|1.||A sun visor system for use in a vehicle, the system comprising: a mount configured to be attached to the vehicle; a swing arm pivotally coupled to the mount, the swing arm being nominally pivotal substantially in a generally vertical plane; a fingeroperable swing arm lock coupled to the swing arm, the lock configured to allow a user selectively to lock the swing arm, preventing the swing arm from pivoting in the generally vertical plane, and to release the swing arm, permitting the swing arm to pivot in the generally vertical plane; and a visor coupled to the swing arm, the visor configured to be disposed between the user and an unwanted source of light.|
|2.||The sun visor system of claim 1 wherein the mount includes a bracket for pivotally coupling the swing arm and further wherein the swing arm lock includes a slide arm having a proximal end and a distal end, the proximal end pivotally coupled to the bracket adjacent the swing arm and the distal end slidably coupled to the swing arm.|
|3.||The sun visor system of claim 2 wherein the bracket includes a swing arm axle and a slide arm axle, the axles defining offset, generally parallel axes, the swing arm pivotally coupled to the swing arm axle and the slide arm pivotally coupled to the slide arm axle.|
|4.||The sun visor system of claim 2 wherein the swing arm includes a slide channel and the slide arm is slidably coupled to the slide channel.|
|5.||The sun visor system of claim 4 wherein the slide channel includes a stop limiting the slidable coupling of the slide arm to the swing arm.|
|6.||The sun visor system of claim 4 wherein the swing arm lock further includes a knob with a bolt extending therefrom, the knob and bolt configured to clamp together selectively the slide arm and the swing arm to allow the user to lock and release the swing arm.|
|7.||The sun visor system of claim 2 wherein the swing arm comprises two swing arm halves and at least a portion of the slide arm is disposed between the halves.|
|8.||A sun visor system for use in a vehicle with a window, the system comprising: a vehicle mount including a base and a bracket coupled to the base, the base attachable to the vehicle adjacent the window; a swing arm having a proximal end and a distal end, the swing arm pivotally coupled adjacent the proximal end to the bracket for pivotal motion substantially in a plane roughly parallel to a plane defined by the window; a slide arm having a proximal end and a distal end, the slide arm coupled adjacent its proximal end to the bracket, the slide arm slidably coupled adjacent its distal end to the swing arm between the proximal and distal ends of the swing arm, the slide arm including a control for selectively locking the slide arm to the swing arm; and a visor coupled to the swing arm, the visor configured to be disposed alongside the window to abate an annoying light source.|
|9.||The sun visor system of claim 8 wherein the control is fingeroperable.|
|10.||The sun visor system of claim 9 wherein the control is a knob with a bolt extending therefrom, the knob and bolt configured to clamp the slide arm to the swing arm.|
|11.||The sun visor system of claim 8 wherein the swing arm comprises two swing arm halves and at least a portion of the slide arm is disposed between the swing arm halves.|
|12.||The sun visor system of claim 8 wherein the swing arm includes a slide channel and the slide arm is slidably coupled to the slide channel.|
|13.||The sun visor system of claim 12 wherein the slide channel includes a stop limiting the slidable coupling of the slide arm.|
|14.||The sun visor system of claim 8 wherein the bracket includes a swing arm axle and a slide arm axle, the axles defining offset, generally parallel axes, the swing arm pivotally coupled to the swing arm axle and the slide arm pivotally coupled to the slide arm axle so that pivoting the swing arm and the slide arm causes the distal end of the slide arm to slide along the swing arm.|
|15.||In a sun visor system for use in a vehicle having a window, the system including a mount attachable in the vehicle, a swing arm pivotally coupled to the mount nominally to allow the swing arm to pivot generally in a visor plane roughly parallel to a plane defined by the window, and a visor coupled to the swing arm and configured to be disposed between a user and an unwanted light source, a lockable control for the swing arm comprising: a fingeroperable swing arm lock coupled to the swing arm, the lock configured to allow a user selectively to lock the swing arm, preventing the swing arm from pivoting in the visor plane, and to release the swing arm, permitting pivotal motion in the visor plane.|
Applicant has made and sold a sun visor system for several years under the trademark, The Protector. This sun visor system, primarily for use in vehicles such as trucks and motor homes, includes a mount attachable to a wall or ceiling of the vehicle.

» Dataset extract:
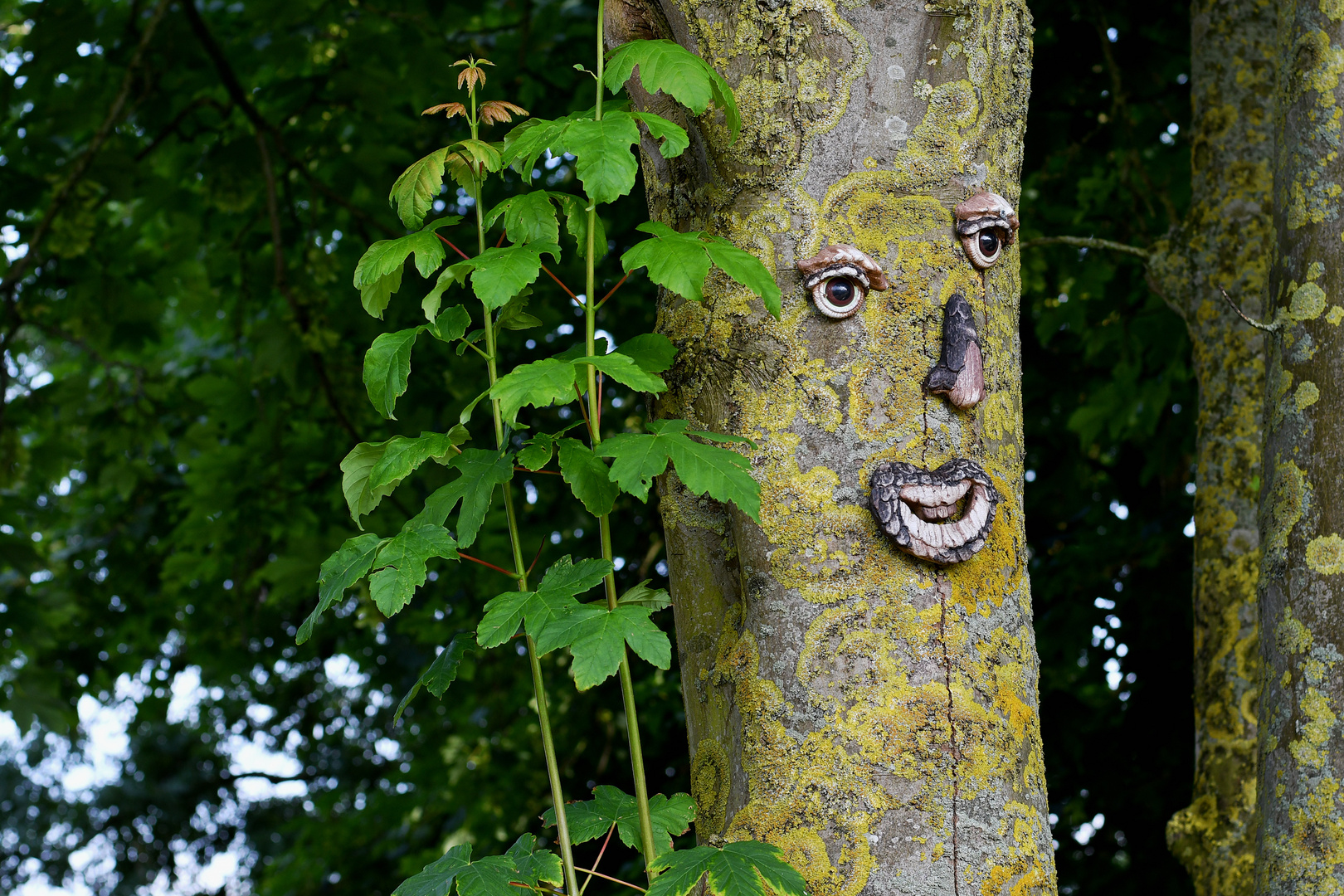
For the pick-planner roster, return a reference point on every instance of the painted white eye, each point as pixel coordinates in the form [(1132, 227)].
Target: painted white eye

» Set task:
Write the next part of the sun visor patent text, beginning after its last sentence. The listing is material separate from the sun visor patent text.

» Exercise output:
The mount has a clevis with a pair of apertures for mounting an elongate arm which supports a transparent, tinted visor panel at a distal end. The visor panel may be positioned to hang in front of a windshield or a side window. The arm is pivotal in a generally vertical plane permitting a user to adjust the visor panel to a position higher or lower on the windshield or window as necessary to filter an unwanted source of light, such as direct sunlight, or reflected glare. The tension of the lock nut and bolt on the arm and clevis is set during manufacture of the sun visor, although, the user may subsequently readjust the tension with an Allen wrench and a socket wrench. The tension determines the ease with which the arm may be pivoted and the stability of the arm during travel. The mount and a
coupling between the arm and the visor panel provide several additional degrees of freedom so the sun visor can be positioned to any position adjacent the windshield and window.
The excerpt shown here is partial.